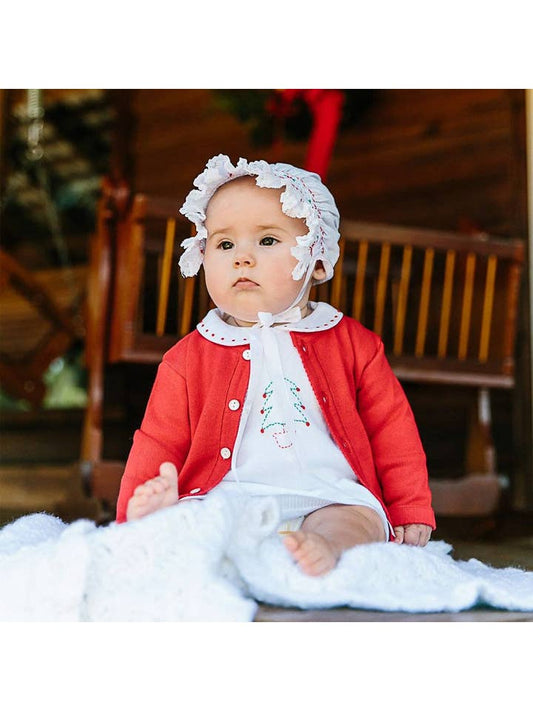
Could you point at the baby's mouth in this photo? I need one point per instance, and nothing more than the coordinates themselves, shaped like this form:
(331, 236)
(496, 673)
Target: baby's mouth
(244, 283)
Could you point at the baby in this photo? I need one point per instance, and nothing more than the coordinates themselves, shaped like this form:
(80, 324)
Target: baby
(272, 394)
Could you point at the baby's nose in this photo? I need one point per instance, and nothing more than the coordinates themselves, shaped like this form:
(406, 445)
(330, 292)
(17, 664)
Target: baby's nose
(244, 259)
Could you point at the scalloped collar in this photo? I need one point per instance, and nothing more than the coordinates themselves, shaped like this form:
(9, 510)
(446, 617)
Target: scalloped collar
(215, 329)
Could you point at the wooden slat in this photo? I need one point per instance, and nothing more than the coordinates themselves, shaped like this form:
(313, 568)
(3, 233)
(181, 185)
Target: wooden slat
(466, 311)
(358, 296)
(382, 288)
(166, 266)
(511, 309)
(337, 281)
(423, 310)
(402, 299)
(446, 306)
(488, 301)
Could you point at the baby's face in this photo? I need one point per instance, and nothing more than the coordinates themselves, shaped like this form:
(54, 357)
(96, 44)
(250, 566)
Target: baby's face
(248, 261)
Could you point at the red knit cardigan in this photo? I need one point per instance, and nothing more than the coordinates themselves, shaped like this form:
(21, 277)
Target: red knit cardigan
(188, 420)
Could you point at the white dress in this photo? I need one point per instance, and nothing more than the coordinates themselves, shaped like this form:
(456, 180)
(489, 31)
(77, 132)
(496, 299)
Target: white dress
(283, 446)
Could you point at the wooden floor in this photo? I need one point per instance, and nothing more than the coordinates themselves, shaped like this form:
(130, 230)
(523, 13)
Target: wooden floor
(509, 545)
(506, 542)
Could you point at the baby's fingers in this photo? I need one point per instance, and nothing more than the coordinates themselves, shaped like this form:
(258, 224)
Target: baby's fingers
(412, 535)
(399, 532)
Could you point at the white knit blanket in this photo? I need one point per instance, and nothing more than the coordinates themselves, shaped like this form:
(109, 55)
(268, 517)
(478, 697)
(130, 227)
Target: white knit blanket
(212, 560)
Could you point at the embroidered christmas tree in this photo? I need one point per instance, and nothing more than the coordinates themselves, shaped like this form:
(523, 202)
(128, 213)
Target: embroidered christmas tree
(268, 418)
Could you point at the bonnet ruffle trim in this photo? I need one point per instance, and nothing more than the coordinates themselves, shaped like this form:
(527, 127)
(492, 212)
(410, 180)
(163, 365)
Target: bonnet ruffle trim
(304, 196)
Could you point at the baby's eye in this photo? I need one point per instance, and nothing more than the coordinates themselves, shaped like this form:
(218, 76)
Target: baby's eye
(268, 241)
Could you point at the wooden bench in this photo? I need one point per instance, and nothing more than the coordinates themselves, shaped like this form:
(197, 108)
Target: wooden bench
(444, 303)
(41, 319)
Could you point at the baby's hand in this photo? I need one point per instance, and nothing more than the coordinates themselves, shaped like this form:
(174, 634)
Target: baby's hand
(414, 534)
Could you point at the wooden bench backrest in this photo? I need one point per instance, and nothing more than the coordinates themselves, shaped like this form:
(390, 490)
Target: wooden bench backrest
(444, 303)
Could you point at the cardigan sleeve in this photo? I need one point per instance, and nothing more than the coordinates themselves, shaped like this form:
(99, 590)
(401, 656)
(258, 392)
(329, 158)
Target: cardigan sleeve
(164, 435)
(397, 449)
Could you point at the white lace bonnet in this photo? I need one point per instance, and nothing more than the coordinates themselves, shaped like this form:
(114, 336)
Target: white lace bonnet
(304, 196)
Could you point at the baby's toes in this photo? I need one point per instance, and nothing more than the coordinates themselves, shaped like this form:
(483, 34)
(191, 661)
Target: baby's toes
(293, 541)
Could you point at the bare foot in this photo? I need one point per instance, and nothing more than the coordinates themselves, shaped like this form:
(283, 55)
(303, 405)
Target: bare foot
(327, 532)
(313, 553)
(155, 494)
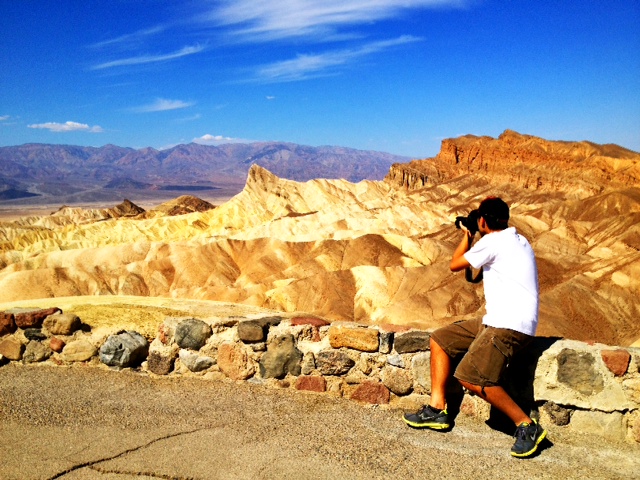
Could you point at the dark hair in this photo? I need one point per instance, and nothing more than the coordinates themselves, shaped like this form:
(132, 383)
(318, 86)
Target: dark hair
(495, 212)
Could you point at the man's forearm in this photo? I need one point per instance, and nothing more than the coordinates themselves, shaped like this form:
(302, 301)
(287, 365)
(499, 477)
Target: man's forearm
(458, 262)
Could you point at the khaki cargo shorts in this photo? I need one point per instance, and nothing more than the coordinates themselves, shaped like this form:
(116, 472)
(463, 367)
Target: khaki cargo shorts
(486, 350)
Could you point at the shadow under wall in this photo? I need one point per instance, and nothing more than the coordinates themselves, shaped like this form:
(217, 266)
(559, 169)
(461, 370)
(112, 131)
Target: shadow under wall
(518, 382)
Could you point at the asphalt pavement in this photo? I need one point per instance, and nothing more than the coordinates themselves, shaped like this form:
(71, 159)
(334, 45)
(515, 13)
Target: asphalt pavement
(87, 422)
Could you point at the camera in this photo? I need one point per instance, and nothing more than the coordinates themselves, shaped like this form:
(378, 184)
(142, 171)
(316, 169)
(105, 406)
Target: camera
(470, 222)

══════════════════════════════

Convert the records into a Markdown table with the columns Row and Line. Begin at the line that contains "Could you point at the cardigan" and stop after the last line of the records, numbering each row, omitting blank lines, and leaving the pictures out.

> _EXERCISE RESULT_
| Row | Line |
|---|---|
| 1 | Could you point at the cardigan sleeve in this photo? I need one point per instance, and nothing more than the coordinates themselves, shaped like this form: |
| 2 | (99, 590) |
| 3 | (401, 656) |
| 4 | (258, 392) |
| 5 | (329, 158) |
| 6 | Target: cardigan sleeve |
| 7 | (164, 435) |
| 8 | (397, 449) |
| 9 | Could you point at the white lace bonnet in this photo? I need one point per instance, and nothing more than the coordinates themselves, shaped like this form: |
| 10 | (114, 336) |
| 11 | Target: white lace bonnet |
| 12 | (304, 196) |
| 13 | Could you point at the baby's toes in this photo? I need one point per instance, and nothing more than the coordinates themselves, shaped like this form: |
| 14 | (483, 34) |
| 15 | (191, 661) |
| 16 | Target: baby's toes |
| 17 | (293, 541) |
| 18 | Could you point at the bare foot in this photo? I need one point per instance, and nothing more than the coordinates themselves, shaped like this form: |
| 19 | (283, 55) |
| 20 | (303, 405) |
| 21 | Target: bare foot |
| 22 | (327, 532) |
| 23 | (313, 553) |
| 24 | (155, 494) |
| 25 | Could you point at the dark hair in this photo? I need one point per instance, and nothing more than the coordinates themselves, shaped like this form: |
| 26 | (132, 383) |
| 27 | (318, 86) |
| 28 | Target: dark hair |
| 29 | (495, 212) |
| 30 | Could you point at the man's forearm in this photo? I need one point per instance, and nothing more than the coordinates themselves, shaped like this form: |
| 31 | (302, 301) |
| 32 | (287, 365) |
| 33 | (499, 477) |
| 34 | Target: man's forearm |
| 35 | (458, 262) |
| 36 | Could you point at the khaki cargo shorts in this photo? I need one point per instance, and nothing more than the coordinates themselves, shaped like this form: |
| 37 | (116, 472) |
| 38 | (463, 367) |
| 39 | Target: khaki cargo shorts |
| 40 | (486, 350) |
| 41 | Could you point at the shadow under wall in this photo? I need one point per instance, and nothing more than the coordinates themselves, shaped like this form: |
| 42 | (217, 266) |
| 43 | (559, 169) |
| 44 | (461, 370) |
| 45 | (112, 131) |
| 46 | Target: shadow under wall |
| 47 | (518, 382) |
| 48 | Could you point at the asphalt pavement in this photo? I need one point per instance, and nothing more than the coordinates themselves, shaped like this form: |
| 49 | (71, 159) |
| 50 | (334, 45) |
| 51 | (515, 13) |
| 52 | Target: asphalt pavement |
| 53 | (87, 422) |
| 54 | Could you point at the camera in this photo? I need one point per instance, and nothing more than the coordinates themselves, shaped like this form: |
| 55 | (378, 184) |
| 56 | (142, 171) |
| 57 | (316, 169) |
| 58 | (105, 406) |
| 59 | Target: camera |
| 60 | (470, 222) |